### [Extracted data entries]
==================================================

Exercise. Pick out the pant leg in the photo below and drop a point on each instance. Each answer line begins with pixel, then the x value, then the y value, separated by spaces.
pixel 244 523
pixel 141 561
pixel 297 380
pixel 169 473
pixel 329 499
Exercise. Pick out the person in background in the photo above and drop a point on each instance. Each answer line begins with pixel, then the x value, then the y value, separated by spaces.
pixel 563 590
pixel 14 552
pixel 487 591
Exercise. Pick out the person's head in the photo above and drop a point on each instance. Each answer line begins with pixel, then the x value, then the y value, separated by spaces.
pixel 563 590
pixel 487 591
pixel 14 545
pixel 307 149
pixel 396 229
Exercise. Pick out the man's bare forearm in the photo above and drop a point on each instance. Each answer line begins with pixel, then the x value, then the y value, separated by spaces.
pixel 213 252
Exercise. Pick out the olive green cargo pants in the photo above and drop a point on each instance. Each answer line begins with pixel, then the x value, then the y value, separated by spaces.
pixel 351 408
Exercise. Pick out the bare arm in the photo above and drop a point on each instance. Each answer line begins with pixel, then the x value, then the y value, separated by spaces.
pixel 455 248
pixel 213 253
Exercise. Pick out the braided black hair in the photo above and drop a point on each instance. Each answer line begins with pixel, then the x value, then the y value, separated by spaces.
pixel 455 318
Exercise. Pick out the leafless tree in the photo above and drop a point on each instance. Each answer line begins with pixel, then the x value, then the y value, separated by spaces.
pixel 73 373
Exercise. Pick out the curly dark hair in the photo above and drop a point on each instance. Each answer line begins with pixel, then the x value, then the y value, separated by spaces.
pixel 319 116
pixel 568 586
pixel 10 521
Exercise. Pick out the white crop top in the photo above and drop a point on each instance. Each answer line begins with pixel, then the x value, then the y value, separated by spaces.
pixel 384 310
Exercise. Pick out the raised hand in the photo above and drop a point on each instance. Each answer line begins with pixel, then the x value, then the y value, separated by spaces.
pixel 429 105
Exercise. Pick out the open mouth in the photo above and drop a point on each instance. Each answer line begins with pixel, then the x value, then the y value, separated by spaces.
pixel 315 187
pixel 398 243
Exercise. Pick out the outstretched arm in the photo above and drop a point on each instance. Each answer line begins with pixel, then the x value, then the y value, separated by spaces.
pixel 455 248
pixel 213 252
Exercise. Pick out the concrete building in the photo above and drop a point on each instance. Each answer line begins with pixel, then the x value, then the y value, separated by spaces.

==================================================

Your reply should consist of the records, duplicated exactly.

### [Expected answer]
Exercise. Pick out the pant leg in the photo below and drop a point on each instance. Each answer line begins with pixel, then the x value, then the y value, separated by spaces.
pixel 244 523
pixel 141 561
pixel 297 380
pixel 169 473
pixel 329 499
Exercise. Pick out the person in background in the photo above and drop a point on each instance. Each answer line begins with pixel, then the x value, then the y value, separated by spaces.
pixel 563 590
pixel 14 552
pixel 487 591
Exercise. Pick out the person's head in the photo above and drop a point on each instance. Each answer line begins with pixel, then the x value, then the y value, separated by spaces.
pixel 563 590
pixel 487 591
pixel 14 545
pixel 307 149
pixel 396 229
Exercise. Pick out the man's bare forearm in the photo above and drop a point on each instance. Each answer line begins with pixel, then the x value, then the y value, separated by spaces.
pixel 213 252
Exercise. Pick out the olive green cargo pants in the photo above and drop a point on each instance. Each answer line begins with pixel, then the x value, then the y value, separated by spaces.
pixel 351 408
Exercise. Pick out the bare arm in the photo above and drop a point on each instance. Each answer line begins with pixel, then the x value, then the y value, separated by spaces.
pixel 455 248
pixel 213 253
Exercise. Pick out the braided black hair in the photo above and drop a point on each instance. Each answer line begins with pixel, then the x value, then the y value, separated by spaces.
pixel 455 318
Exercise. Pick out the leafless tree in the photo above and drop a point on each instance. Each answer line begins with pixel, then the x value, then the y value, separated by spaces.
pixel 73 373
Exercise. Pick out the curly dark hair in the photo above and drop a point on each instance. Each answer line begins with pixel, then the x value, then the y value, separated by spaces.
pixel 319 116
pixel 568 586
pixel 10 521
Exercise. Pick out the white crop top in the photo above and drop a point on each instance. Each answer line begins with pixel, then the x value, then the y value, separated by spaces.
pixel 384 310
Exercise. Pick out the raised hand in the photo above and drop a point on each instance. Each answer line begins with pixel, then the x value, then the y value, separated by spaces.
pixel 429 105
Exercise. Pick out the open mouth in the photo above and drop a point on each instance. Each answer line begins with pixel, then the x value, then the y value, separated by spaces.
pixel 315 187
pixel 398 243
Exercise. Pick out the outstretched arm in the photo above and drop a point on each instance. Each answer line begins with pixel, then the x value, then the y value, separated by spaces.
pixel 455 248
pixel 213 252
Exercise. Pick out the concrete building in the photo above and drop a point on each instance. Each answer line begins with pixel, then the x value, then the y value, separated by spaces.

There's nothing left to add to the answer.